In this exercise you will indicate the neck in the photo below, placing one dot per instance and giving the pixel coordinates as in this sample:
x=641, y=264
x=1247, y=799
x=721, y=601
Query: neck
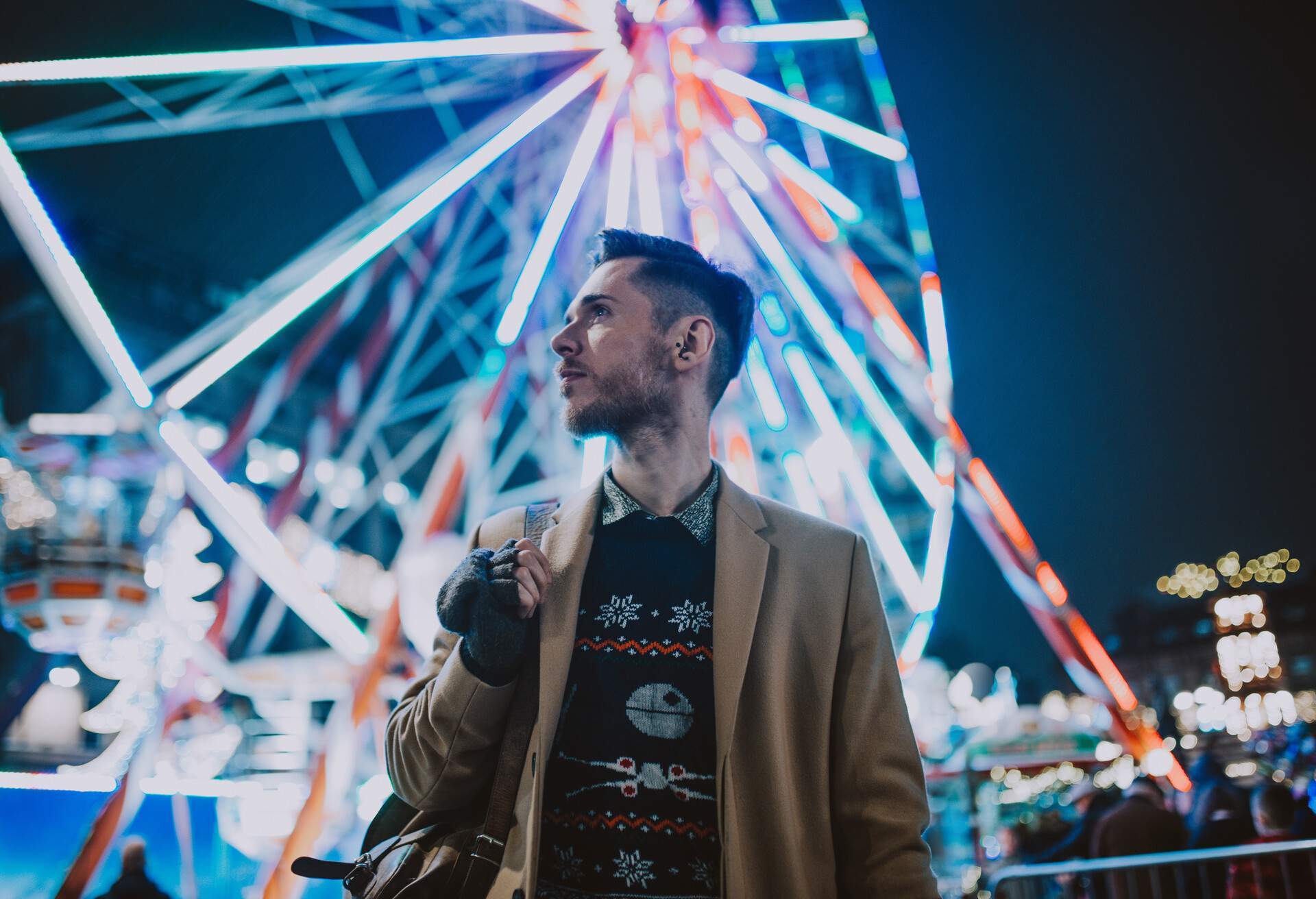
..........
Pull out each line from the rows above that contains the word "neck".

**ANSWER TO THE TASK:**
In this exercise you will indicate the neck in the photo below, placing one dot per instance and giving the pixel coordinates as in this sample:
Query: neck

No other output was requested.